▶ _WHAT IS REQUIRED_
Find every line in the records below that contains the word "window", and copy each of those lines.

▶ _Object detection data_
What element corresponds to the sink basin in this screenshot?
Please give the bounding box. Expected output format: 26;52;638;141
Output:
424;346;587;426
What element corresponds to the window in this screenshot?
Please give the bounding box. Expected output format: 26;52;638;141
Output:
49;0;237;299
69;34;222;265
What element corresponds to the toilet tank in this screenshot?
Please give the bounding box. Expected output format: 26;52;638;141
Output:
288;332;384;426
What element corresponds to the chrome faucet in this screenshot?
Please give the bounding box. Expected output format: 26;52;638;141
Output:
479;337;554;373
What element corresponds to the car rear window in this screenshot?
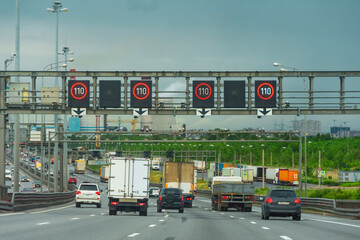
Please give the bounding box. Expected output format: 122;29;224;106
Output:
163;189;181;195
270;190;296;197
80;185;97;191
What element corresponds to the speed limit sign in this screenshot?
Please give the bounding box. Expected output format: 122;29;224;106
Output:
255;81;277;108
68;80;90;108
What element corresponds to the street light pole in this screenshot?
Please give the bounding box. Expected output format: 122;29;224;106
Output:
46;1;68;192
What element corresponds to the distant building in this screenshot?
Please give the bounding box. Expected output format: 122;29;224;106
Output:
292;120;321;136
330;127;350;138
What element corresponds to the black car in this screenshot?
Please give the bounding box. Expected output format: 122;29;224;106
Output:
261;188;301;221
157;188;184;213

▶ _ANSWER FOR THE TASK_
What element corresponds to the window in this screenshot?
What element corresponds to the car rear window in this screenshot?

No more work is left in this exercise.